Teks Latihan:
■ ■ ■ ■
Sukses

Wacana Vaksin COVID-19 Dosis Keempat, Perlukah?

Kenaikan kasus COVID-19 membuka wacana vaksin booster COVID-19 dosis keempat.

Liputan6.com, Jakarta - Kasus COVID-19 sedang menunjukkan peningkatan lagi, meski tidak separah 2020 dan 2021. Namun, muncul wacana apakah perlu booster vaksin dosis keempat, sebab kemanjuran vaksin maupun antibodi alami bisa menurun seiring berjalannya waktu. 

Dilaporkan VOA Indonesia, Minggu (19/6/2022), angka kenaikan kasus perlahan mulai merangkak naik akibat dari subvarian omicron BA.4 dan BA.5 yang pertama kali terdeteksi di Indonesia pada 6 Juni.

Dengan berbagai kemunculan varian atau subvarian dari COVID-19 tersebut sejumlah pihak menyarankan agar masyarakat segera diberikankan vaksinasi dosis keempat. Namun, apakah pemberian booster kedua ini sangat mendesak?
■ ■ ■ ■
Catatan yang Diberikan:
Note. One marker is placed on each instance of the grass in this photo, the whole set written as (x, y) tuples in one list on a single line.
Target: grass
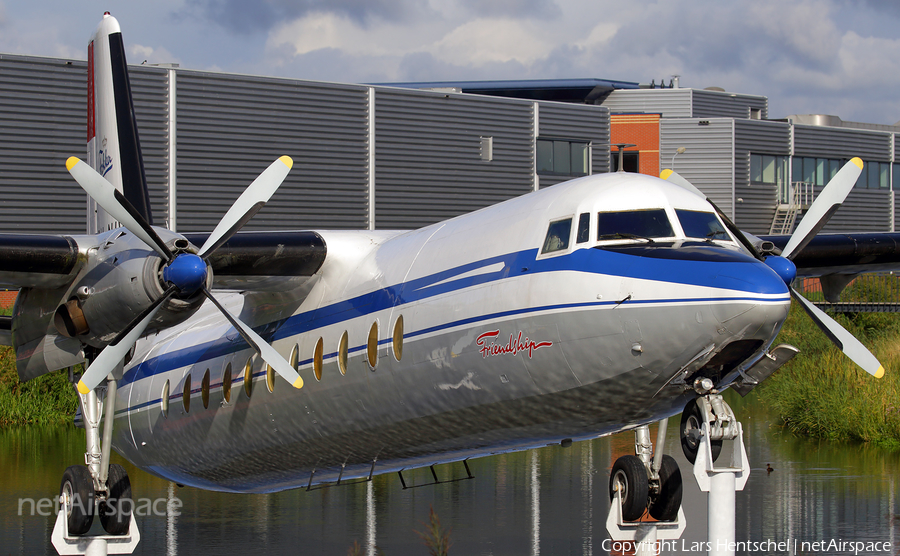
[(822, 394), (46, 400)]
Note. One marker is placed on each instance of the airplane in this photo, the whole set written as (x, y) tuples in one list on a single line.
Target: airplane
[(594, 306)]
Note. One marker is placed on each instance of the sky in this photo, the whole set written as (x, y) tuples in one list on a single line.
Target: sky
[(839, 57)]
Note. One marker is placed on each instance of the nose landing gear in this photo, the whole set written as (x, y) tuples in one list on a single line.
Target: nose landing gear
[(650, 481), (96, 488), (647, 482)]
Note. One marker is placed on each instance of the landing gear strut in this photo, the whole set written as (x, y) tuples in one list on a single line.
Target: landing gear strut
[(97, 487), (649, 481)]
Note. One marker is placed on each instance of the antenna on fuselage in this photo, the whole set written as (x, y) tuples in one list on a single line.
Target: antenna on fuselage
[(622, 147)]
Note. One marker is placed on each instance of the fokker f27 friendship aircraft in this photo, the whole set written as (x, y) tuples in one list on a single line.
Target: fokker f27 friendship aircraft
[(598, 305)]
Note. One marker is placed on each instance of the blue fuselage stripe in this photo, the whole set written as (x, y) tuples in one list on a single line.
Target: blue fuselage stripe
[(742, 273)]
■ ■ ■ ■
Tugas Kerja:
Jawab pertanyaan berikut berdasarkan teks tentang wacana vaksin COVID-19 dosis keempat.
1. Menurut teks, mengapa muncul wacana perlunya booster vaksin dosis keempat?
2. Subvarian apa yang disebut menjadi penyebab kenaikan kasus?
3. Kapan subvarian tersebut pertama kali terdeteksi di Indonesia?

Jawaban yang Diharapkan:
1. Kemanjuran vaksin maupun antibodi alami bisa menurun seiring berjalannya waktu.
2. Subvarian omicron BA.4 dan BA.5.
3. Pada 6 Juni.